## The request
Render the lines of the listing as a numbered list, omitting blank lines, from its first line up to and including the line containing "[325,359,1024,683]".

====== Input rows

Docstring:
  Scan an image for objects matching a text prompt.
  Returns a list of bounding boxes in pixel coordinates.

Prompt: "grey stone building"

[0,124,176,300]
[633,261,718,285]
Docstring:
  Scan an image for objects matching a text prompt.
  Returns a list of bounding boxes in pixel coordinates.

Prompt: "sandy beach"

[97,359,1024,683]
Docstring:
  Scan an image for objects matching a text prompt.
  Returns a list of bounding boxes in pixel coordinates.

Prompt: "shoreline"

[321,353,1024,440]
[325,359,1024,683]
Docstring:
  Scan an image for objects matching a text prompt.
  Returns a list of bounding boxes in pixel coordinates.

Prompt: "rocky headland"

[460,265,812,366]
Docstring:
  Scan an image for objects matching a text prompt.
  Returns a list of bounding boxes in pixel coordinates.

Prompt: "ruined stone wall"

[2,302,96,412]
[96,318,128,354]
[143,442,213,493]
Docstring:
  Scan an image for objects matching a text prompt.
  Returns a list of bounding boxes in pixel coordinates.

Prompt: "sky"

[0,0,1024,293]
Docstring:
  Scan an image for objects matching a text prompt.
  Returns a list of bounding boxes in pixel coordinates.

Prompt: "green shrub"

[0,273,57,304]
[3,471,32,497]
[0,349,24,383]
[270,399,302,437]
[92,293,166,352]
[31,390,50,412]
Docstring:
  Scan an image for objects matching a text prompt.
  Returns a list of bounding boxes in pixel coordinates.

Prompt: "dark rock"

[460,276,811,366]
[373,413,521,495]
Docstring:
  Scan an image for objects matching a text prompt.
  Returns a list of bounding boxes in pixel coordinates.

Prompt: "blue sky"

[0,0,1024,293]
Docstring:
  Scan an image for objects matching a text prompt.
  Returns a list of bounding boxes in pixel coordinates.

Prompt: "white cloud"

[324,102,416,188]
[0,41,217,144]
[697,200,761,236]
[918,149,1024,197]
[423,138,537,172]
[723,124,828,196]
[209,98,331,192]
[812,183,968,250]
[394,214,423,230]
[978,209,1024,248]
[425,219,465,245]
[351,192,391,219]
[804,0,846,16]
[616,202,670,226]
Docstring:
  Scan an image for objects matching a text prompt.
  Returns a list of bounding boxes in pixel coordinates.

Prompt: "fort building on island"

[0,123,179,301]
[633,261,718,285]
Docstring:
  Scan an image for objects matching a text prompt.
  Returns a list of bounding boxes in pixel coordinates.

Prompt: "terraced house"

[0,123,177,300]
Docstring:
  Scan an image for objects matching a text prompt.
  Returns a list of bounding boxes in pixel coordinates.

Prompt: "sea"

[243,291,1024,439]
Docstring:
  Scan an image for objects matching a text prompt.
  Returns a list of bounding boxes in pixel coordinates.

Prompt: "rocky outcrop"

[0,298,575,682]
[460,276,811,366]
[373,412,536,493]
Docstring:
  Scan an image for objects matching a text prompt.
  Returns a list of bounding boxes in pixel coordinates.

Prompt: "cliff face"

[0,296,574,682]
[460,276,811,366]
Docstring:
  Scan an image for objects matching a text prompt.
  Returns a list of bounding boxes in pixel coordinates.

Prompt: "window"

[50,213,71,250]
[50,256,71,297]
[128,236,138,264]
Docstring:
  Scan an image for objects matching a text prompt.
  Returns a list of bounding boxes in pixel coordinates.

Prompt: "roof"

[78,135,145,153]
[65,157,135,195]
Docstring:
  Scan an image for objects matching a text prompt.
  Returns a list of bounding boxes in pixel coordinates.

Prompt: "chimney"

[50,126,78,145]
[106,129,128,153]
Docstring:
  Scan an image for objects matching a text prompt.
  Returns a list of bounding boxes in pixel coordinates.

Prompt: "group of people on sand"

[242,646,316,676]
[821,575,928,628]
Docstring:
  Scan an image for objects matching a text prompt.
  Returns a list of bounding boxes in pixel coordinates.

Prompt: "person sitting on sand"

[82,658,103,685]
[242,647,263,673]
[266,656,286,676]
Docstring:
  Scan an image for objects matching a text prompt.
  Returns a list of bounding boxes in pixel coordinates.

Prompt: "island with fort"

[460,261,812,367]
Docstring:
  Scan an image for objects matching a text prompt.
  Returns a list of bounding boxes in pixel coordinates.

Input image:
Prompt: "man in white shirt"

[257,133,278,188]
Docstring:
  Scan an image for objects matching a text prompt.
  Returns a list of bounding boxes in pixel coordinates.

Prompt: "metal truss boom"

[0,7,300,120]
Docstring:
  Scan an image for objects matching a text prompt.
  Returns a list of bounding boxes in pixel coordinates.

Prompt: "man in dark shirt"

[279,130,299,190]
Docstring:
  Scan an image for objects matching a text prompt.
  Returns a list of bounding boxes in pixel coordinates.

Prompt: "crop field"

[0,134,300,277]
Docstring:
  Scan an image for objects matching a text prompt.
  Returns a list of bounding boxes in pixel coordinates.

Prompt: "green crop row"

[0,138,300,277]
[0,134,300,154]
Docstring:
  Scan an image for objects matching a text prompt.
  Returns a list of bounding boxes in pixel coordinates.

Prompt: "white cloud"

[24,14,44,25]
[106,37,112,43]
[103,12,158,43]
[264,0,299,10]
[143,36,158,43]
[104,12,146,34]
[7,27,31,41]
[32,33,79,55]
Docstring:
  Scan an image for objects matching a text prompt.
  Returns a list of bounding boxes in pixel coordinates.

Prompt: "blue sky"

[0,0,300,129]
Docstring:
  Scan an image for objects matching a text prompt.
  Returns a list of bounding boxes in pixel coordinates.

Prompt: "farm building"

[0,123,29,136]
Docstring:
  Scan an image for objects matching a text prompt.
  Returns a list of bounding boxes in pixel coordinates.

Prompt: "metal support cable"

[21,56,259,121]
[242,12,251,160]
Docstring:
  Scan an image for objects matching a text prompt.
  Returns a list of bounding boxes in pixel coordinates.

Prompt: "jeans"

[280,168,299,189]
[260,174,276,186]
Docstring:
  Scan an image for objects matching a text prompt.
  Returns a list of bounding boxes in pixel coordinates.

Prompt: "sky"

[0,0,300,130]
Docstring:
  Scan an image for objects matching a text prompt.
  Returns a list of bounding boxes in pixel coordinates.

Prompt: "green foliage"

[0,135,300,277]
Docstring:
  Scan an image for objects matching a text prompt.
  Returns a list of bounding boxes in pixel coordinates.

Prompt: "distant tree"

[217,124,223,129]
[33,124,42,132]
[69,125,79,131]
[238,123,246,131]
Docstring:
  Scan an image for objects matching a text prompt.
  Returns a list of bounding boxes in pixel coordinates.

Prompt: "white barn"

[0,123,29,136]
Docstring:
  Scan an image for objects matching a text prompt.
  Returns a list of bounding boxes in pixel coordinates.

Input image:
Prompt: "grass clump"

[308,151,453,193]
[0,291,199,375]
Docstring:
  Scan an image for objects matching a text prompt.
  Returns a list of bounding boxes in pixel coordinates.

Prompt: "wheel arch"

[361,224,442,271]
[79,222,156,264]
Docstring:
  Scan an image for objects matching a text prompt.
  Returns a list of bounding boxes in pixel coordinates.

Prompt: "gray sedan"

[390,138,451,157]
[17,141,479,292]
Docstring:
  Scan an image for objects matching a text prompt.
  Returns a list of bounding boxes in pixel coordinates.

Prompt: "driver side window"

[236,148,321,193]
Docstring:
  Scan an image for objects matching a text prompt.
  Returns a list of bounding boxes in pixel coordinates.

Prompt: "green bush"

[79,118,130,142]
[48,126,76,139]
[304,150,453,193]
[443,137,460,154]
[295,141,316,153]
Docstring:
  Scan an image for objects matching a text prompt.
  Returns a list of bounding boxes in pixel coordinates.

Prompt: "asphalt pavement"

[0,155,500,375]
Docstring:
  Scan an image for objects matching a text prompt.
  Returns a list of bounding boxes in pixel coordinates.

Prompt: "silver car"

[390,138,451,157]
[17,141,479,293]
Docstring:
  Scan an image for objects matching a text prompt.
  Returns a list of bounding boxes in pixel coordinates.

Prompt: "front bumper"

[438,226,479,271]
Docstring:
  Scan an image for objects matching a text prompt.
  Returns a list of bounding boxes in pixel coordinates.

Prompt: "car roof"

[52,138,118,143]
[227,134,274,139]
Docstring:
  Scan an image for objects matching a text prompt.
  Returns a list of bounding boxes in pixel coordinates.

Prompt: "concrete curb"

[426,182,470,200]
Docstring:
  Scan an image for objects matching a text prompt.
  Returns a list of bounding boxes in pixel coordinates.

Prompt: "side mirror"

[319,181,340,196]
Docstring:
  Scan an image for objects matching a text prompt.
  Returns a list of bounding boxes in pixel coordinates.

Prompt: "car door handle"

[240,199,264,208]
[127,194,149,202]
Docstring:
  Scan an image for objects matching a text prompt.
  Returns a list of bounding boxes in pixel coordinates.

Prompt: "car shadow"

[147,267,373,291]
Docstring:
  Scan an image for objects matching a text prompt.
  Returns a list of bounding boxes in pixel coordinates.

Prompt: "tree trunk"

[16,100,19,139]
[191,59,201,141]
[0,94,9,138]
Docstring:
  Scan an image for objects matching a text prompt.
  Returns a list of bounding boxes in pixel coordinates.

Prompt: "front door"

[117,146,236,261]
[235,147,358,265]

============

## Response to this task
1. Docstring:
2.   Scan an image for objects matching a text prompt.
3.   Returns a list of bounding boxes in pixel coordinates.
4. Prompt: "grey stone building"
5. [0,124,176,300]
6. [633,261,718,285]
7. Docstring:
8.   Scan an image for objects matching a text prompt.
9.   Returns a list of bounding boxes in pixel coordinates.
10. Prompt: "sandy beach"
11. [97,359,1024,683]
12. Docstring:
13.   Scan an image for objects matching a text prompt.
14.   Returns a list of bounding boxes in pixel coordinates.
15. Prompt: "shoreline"
16. [321,353,1024,440]
17. [325,359,1024,683]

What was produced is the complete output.